** Start Dataset records **
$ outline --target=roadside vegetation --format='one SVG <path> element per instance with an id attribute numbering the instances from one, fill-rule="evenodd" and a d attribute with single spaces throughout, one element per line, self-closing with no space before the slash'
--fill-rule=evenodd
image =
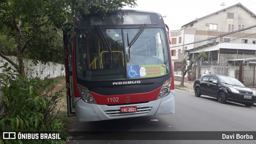
<path id="1" fill-rule="evenodd" d="M 48 62 L 64 64 L 62 32 L 75 28 L 74 16 L 79 18 L 99 10 L 103 18 L 111 10 L 136 6 L 135 1 L 0 1 L 0 56 L 8 63 L 0 64 L 0 131 L 59 132 L 66 135 L 64 132 L 70 127 L 70 119 L 66 116 L 66 104 L 63 104 L 66 102 L 62 102 L 66 100 L 65 88 L 54 88 L 58 78 L 27 78 L 24 60 L 32 59 L 35 65 Z M 10 56 L 17 59 L 10 59 Z M 65 142 L 8 140 L 4 143 Z"/>

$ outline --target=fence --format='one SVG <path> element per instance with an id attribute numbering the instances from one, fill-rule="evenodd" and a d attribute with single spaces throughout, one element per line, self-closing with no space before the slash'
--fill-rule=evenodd
<path id="1" fill-rule="evenodd" d="M 201 76 L 205 72 L 206 74 L 209 74 L 210 72 L 212 74 L 221 76 L 228 76 L 235 78 L 235 70 L 239 70 L 239 66 L 199 66 L 200 68 L 200 74 Z"/>
<path id="2" fill-rule="evenodd" d="M 194 66 L 190 71 L 191 72 L 190 72 L 190 75 L 189 80 L 194 80 L 197 77 L 199 78 L 202 76 L 204 73 L 209 74 L 210 72 L 211 74 L 238 78 L 238 75 L 236 72 L 239 69 L 239 66 Z M 174 71 L 174 74 L 181 76 L 182 72 L 181 71 Z"/>
<path id="3" fill-rule="evenodd" d="M 17 57 L 14 56 L 8 56 L 13 62 L 18 64 Z M 8 62 L 6 60 L 0 57 L 0 62 L 2 60 L 4 63 L 0 62 L 0 66 Z M 32 60 L 25 60 L 24 61 L 25 67 L 25 72 L 28 78 L 40 77 L 43 79 L 45 77 L 48 76 L 49 78 L 55 78 L 57 76 L 65 76 L 65 66 L 64 64 L 49 62 L 48 64 L 44 64 L 39 63 L 36 66 L 34 64 Z M 10 64 L 9 66 L 14 67 Z M 0 69 L 0 72 L 2 70 Z"/>

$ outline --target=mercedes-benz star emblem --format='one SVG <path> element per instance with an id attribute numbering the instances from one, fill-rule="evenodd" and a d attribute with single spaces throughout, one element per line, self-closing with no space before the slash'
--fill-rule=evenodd
<path id="1" fill-rule="evenodd" d="M 125 98 L 125 102 L 126 103 L 129 103 L 131 102 L 131 98 L 129 97 L 127 97 Z"/>

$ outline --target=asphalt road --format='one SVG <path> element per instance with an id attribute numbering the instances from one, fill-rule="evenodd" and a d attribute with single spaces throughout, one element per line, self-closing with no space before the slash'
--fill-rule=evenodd
<path id="1" fill-rule="evenodd" d="M 74 126 L 73 130 L 124 132 L 256 130 L 255 107 L 247 107 L 243 104 L 231 102 L 222 104 L 218 102 L 216 98 L 204 95 L 198 98 L 195 97 L 192 93 L 179 90 L 175 90 L 175 95 L 174 114 L 98 122 L 77 122 Z M 112 137 L 118 138 L 118 134 L 114 134 L 116 135 L 112 136 Z M 107 134 L 103 133 L 101 134 Z M 143 134 L 145 135 L 143 136 Z M 146 133 L 142 134 L 141 136 L 146 137 Z M 86 137 L 86 136 L 82 134 L 79 136 L 80 138 L 84 137 L 83 138 L 84 139 L 84 136 Z M 76 141 L 80 144 L 252 144 L 255 142 L 255 140 L 159 140 L 157 136 L 155 137 L 153 136 L 153 139 L 158 140 L 88 140 Z"/>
** End Dataset records **
# Task brief
Render every line of the records above as a numbered list, skipping the blank lines and leaving out the picture.

# Response to this task
1. $ outline --target=roadside vegetation --format='one SVG <path> element per instance with an id attribute numbering the instances from one, fill-rule="evenodd" and a d attribute with single spaces throughout, one element per line, self-closing with no space before the slash'
2. --fill-rule=evenodd
3. image =
4. <path id="1" fill-rule="evenodd" d="M 48 62 L 64 64 L 62 32 L 75 28 L 74 16 L 79 18 L 99 10 L 103 18 L 111 10 L 136 6 L 135 1 L 0 1 L 0 56 L 8 63 L 0 64 L 0 131 L 59 132 L 66 135 L 64 132 L 70 127 L 70 119 L 66 116 L 66 104 L 63 104 L 66 102 L 62 102 L 66 100 L 65 88 L 54 88 L 58 78 L 27 78 L 24 60 L 32 59 L 35 65 Z M 10 56 L 17 59 L 10 59 Z M 65 142 L 8 140 L 4 143 Z"/>
5. $ outline --target=fence --format='one SVG <path> element per instance with an id attribute numbering the instances from one, fill-rule="evenodd" and a d attribute with single spaces throughout, one element per line, self-closing with no space before the slash'
6. --fill-rule=evenodd
7. <path id="1" fill-rule="evenodd" d="M 201 76 L 205 72 L 206 74 L 209 74 L 210 72 L 212 74 L 221 76 L 228 76 L 235 78 L 235 70 L 239 70 L 239 66 L 199 66 L 200 68 L 200 74 Z"/>
8. <path id="2" fill-rule="evenodd" d="M 194 66 L 190 71 L 191 72 L 190 72 L 190 75 L 189 80 L 194 80 L 197 77 L 199 78 L 202 76 L 204 73 L 209 74 L 210 72 L 211 74 L 238 78 L 238 75 L 236 72 L 239 69 L 239 66 Z M 174 71 L 174 74 L 181 76 L 182 72 L 181 71 Z"/>
9. <path id="3" fill-rule="evenodd" d="M 17 57 L 14 56 L 8 56 L 13 62 L 18 64 Z M 8 62 L 6 60 L 0 57 L 0 62 L 2 60 L 4 63 L 0 62 L 0 66 Z M 32 60 L 25 60 L 24 61 L 25 67 L 25 72 L 28 78 L 40 77 L 43 79 L 45 77 L 48 76 L 49 78 L 55 78 L 57 76 L 65 76 L 65 66 L 64 64 L 49 62 L 48 64 L 44 64 L 39 63 L 36 66 L 34 64 Z M 10 64 L 9 66 L 14 67 Z M 0 69 L 0 72 L 2 70 Z"/>
10. $ outline --target=mercedes-benz star emblem --format='one SVG <path> element per instance with an id attribute numbering the instances from one, fill-rule="evenodd" and a d attribute with single spaces throughout, one element per line, self-closing with no space before the slash'
11. --fill-rule=evenodd
12. <path id="1" fill-rule="evenodd" d="M 125 98 L 125 102 L 126 103 L 129 103 L 131 102 L 131 98 L 129 97 L 127 97 Z"/>
13. $ outline --target=asphalt road --format='one SVG <path> element per instance with an id attribute numbering the instances from one, fill-rule="evenodd" and a d attribute with single spaces throughout, one element per line, self-closing with no space before the slash'
14. --fill-rule=evenodd
15. <path id="1" fill-rule="evenodd" d="M 74 126 L 73 130 L 124 132 L 256 130 L 255 107 L 247 107 L 243 104 L 231 102 L 222 104 L 218 102 L 216 98 L 204 95 L 198 98 L 195 97 L 192 93 L 179 90 L 175 90 L 175 95 L 174 114 L 98 122 L 77 122 Z M 112 137 L 118 138 L 118 134 L 114 134 L 116 135 L 112 136 Z M 107 134 L 103 133 L 101 134 Z M 143 134 L 145 135 L 143 136 Z M 146 133 L 142 134 L 141 136 L 146 137 Z M 86 137 L 86 136 L 82 134 L 79 136 L 80 138 L 84 137 L 83 138 L 84 139 L 84 136 Z M 76 141 L 80 144 L 252 144 L 255 142 L 255 140 L 159 140 L 157 136 L 155 137 L 153 136 L 153 139 L 158 140 L 88 140 Z"/>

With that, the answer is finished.